[DATA PROVIDED]
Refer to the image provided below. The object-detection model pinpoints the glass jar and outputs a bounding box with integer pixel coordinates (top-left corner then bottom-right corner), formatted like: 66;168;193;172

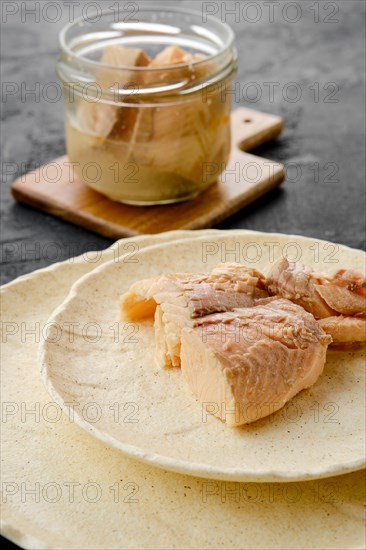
57;4;236;205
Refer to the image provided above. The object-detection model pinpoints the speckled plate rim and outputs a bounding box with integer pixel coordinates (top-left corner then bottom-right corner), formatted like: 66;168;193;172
39;230;366;482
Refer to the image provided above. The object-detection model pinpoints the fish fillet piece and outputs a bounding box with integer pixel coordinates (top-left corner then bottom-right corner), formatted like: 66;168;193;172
141;46;220;182
181;299;331;426
78;45;150;142
318;315;366;349
331;269;366;295
121;263;268;366
315;284;366;315
267;258;366;347
267;258;366;319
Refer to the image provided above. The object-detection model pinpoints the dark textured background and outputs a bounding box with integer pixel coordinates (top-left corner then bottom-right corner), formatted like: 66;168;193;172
1;0;365;548
1;0;365;288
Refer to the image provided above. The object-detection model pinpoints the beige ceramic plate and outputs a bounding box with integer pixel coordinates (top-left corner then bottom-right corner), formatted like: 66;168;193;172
42;231;365;481
1;231;365;550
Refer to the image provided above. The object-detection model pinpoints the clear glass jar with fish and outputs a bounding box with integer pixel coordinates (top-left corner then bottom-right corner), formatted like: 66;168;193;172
58;4;236;205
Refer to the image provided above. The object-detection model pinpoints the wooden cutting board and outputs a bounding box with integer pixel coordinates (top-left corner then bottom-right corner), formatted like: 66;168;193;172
11;108;284;239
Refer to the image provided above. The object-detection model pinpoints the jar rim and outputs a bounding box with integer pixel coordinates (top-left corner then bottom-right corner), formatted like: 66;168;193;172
59;4;235;73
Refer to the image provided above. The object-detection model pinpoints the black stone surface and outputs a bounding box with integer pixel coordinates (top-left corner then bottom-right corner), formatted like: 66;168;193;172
1;0;366;548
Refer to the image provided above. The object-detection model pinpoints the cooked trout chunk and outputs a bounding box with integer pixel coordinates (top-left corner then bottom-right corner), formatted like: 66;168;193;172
181;299;331;426
121;263;268;366
267;258;366;348
267;258;335;319
78;46;150;141
319;315;366;349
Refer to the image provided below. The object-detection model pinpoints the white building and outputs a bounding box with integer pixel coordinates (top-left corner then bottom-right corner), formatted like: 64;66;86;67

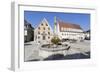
57;20;85;40
34;18;53;43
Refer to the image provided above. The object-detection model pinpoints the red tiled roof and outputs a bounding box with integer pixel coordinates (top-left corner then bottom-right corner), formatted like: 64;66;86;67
58;21;82;31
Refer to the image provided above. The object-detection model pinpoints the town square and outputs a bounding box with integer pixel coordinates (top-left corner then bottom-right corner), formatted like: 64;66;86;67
24;11;91;62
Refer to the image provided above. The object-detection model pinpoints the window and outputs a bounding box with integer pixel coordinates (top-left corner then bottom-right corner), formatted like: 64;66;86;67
38;31;40;34
61;27;63;31
48;32;50;35
48;27;50;30
43;27;45;30
38;36;40;39
38;27;40;30
43;36;45;40
46;24;48;26
48;37;50;39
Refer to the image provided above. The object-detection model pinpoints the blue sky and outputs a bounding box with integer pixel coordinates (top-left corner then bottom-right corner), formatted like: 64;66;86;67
24;11;90;31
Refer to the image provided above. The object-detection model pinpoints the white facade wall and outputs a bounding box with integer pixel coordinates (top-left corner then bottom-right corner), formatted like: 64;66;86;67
34;19;53;44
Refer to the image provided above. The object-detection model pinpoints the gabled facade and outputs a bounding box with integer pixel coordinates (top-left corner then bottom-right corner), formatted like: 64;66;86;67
24;20;34;42
57;21;85;40
34;18;53;43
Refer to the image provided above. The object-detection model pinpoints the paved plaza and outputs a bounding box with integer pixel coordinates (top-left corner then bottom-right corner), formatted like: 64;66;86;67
24;40;90;62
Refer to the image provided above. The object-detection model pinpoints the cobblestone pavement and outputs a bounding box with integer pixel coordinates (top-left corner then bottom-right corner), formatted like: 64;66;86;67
24;41;90;61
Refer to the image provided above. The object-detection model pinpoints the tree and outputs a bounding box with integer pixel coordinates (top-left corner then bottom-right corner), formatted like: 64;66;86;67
51;36;60;45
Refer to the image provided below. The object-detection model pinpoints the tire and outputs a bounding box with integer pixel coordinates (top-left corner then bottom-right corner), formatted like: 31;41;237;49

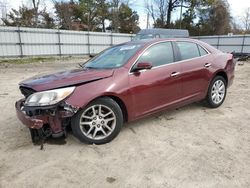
71;97;123;144
206;76;227;108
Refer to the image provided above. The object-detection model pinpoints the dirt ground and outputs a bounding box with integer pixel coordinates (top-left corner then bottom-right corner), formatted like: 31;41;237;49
0;60;250;188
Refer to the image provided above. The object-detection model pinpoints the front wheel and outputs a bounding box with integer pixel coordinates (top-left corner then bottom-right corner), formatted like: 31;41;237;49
71;97;123;144
206;76;227;108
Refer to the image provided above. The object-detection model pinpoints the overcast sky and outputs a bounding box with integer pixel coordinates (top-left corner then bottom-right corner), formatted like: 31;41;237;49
0;0;250;29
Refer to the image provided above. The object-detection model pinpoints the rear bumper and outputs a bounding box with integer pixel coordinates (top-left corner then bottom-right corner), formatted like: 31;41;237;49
15;99;49;129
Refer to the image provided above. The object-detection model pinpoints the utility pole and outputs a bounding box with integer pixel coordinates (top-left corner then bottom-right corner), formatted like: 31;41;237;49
180;0;183;29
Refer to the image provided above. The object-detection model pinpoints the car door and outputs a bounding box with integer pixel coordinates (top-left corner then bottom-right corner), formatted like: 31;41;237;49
129;42;181;117
176;41;212;99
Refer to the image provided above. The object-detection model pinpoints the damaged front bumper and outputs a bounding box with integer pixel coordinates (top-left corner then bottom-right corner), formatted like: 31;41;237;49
15;99;78;141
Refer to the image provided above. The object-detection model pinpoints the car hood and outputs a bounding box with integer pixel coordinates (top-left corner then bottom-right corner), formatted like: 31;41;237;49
19;69;114;91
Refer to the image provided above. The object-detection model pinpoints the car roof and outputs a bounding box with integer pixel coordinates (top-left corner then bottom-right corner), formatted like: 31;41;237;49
137;28;189;38
120;38;220;53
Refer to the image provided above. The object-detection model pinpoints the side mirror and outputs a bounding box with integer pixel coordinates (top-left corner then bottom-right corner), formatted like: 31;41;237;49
133;62;153;72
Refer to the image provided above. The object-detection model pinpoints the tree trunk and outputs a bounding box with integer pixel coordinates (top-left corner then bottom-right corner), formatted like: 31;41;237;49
102;19;106;32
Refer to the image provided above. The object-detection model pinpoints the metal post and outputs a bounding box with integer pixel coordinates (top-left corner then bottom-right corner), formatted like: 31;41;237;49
240;34;246;54
180;0;183;29
217;35;220;49
17;26;23;57
110;31;114;46
57;29;62;56
87;31;90;55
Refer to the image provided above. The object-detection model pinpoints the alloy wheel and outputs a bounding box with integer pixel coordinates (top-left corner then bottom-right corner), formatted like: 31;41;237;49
211;80;226;104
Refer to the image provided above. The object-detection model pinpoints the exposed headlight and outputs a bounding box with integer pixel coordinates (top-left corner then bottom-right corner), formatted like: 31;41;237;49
25;87;75;106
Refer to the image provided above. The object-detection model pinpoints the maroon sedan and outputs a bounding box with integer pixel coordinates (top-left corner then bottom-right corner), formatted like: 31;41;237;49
16;39;234;144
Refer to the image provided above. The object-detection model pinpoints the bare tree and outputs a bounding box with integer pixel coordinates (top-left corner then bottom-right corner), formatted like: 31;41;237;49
241;7;250;32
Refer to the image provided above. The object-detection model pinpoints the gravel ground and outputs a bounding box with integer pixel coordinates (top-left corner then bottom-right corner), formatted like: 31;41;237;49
0;59;250;188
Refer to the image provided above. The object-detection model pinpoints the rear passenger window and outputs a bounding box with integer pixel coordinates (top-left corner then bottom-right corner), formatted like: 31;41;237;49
198;45;207;56
176;42;200;60
138;42;174;67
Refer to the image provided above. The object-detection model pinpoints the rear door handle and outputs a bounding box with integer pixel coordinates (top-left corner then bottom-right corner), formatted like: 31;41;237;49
204;63;211;68
170;72;180;77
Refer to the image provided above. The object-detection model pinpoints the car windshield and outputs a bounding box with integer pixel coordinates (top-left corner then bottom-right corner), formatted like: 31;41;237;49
84;44;141;69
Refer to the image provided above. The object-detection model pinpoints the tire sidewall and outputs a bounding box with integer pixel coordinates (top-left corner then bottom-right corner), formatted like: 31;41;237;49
207;76;227;108
71;97;123;144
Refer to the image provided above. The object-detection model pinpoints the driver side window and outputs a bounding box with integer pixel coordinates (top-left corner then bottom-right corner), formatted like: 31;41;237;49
138;42;174;67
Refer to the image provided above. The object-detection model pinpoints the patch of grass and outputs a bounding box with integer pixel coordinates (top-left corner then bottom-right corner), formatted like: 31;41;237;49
0;57;57;64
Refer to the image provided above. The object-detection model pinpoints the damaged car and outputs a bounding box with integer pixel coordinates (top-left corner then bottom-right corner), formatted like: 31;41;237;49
16;38;234;144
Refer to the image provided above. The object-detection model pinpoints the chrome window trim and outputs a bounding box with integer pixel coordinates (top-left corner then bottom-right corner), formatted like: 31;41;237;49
128;40;211;75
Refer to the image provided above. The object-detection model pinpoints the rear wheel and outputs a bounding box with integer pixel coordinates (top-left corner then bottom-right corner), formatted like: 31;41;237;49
72;97;123;144
206;76;227;108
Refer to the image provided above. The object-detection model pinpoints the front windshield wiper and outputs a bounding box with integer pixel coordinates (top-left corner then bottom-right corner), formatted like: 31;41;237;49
83;66;98;69
78;63;84;68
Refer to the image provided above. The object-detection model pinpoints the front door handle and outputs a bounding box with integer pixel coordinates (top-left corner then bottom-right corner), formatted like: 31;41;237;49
170;72;180;77
204;63;211;68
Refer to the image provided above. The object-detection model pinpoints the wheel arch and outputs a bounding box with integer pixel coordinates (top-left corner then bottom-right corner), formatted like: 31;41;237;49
212;70;228;85
88;94;128;122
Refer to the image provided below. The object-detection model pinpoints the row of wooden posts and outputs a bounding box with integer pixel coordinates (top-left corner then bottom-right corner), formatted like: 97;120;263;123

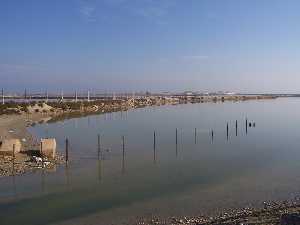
61;119;255;163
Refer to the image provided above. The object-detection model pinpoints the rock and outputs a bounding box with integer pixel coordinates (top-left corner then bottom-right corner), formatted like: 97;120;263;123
280;213;300;225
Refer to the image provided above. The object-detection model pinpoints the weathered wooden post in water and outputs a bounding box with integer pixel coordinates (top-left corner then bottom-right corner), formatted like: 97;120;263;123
122;136;125;174
153;131;156;163
13;144;16;176
1;88;5;105
153;131;156;150
66;138;69;163
226;123;229;141
175;128;178;157
41;142;44;165
235;120;237;137
98;134;101;160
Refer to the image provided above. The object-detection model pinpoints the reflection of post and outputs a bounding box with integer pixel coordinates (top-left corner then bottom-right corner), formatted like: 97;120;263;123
153;131;156;163
66;138;69;164
12;144;16;176
98;134;101;160
98;159;102;182
41;142;44;163
235;120;237;137
65;164;70;189
41;170;45;193
153;131;156;150
175;128;178;157
122;136;125;174
12;176;17;198
226;123;229;141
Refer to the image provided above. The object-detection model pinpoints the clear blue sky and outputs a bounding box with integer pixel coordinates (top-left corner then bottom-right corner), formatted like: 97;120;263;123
0;0;300;93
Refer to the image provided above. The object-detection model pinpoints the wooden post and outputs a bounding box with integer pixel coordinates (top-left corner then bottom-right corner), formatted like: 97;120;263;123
13;144;16;176
175;128;178;146
153;131;156;150
66;138;69;163
226;123;229;141
2;88;5;105
98;134;101;160
41;142;44;165
122;136;125;173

[GOAL OF THE EXERCISE]
Render the lines from the one containing "pinpoints the cooked" through the one containing "58;21;82;31", inclusive, as a JSON list of strings with one string per line. Skip blank lines and leave out the pictures.

[THE ANSWER]
[
  "Refer to the image provided above. The object-detection model pinpoints the cooked trout chunk and outputs a bounding box with integer pixel coordinates (top-left corner then bottom-right corner), formatted like: 66;168;193;172",
  "181;299;331;426",
  "121;263;268;366",
  "267;258;366;348",
  "267;258;335;319",
  "78;46;150;141",
  "319;315;366;349",
  "Refer to the image provided below. The object-detection model pinpoints the white building and outputs a bounding box with integer pixel coordinates (top-left corner then bottom-right corner), formatted like: 64;66;86;67",
  "57;20;85;40",
  "34;18;53;43",
  "Refer to the image provided above. The object-detection model pinpoints the red tiled roof and outputs a bounding box with integer pixel coordinates (top-left corner then bottom-right corner), formatted like: 64;66;86;67",
  "58;21;82;31"
]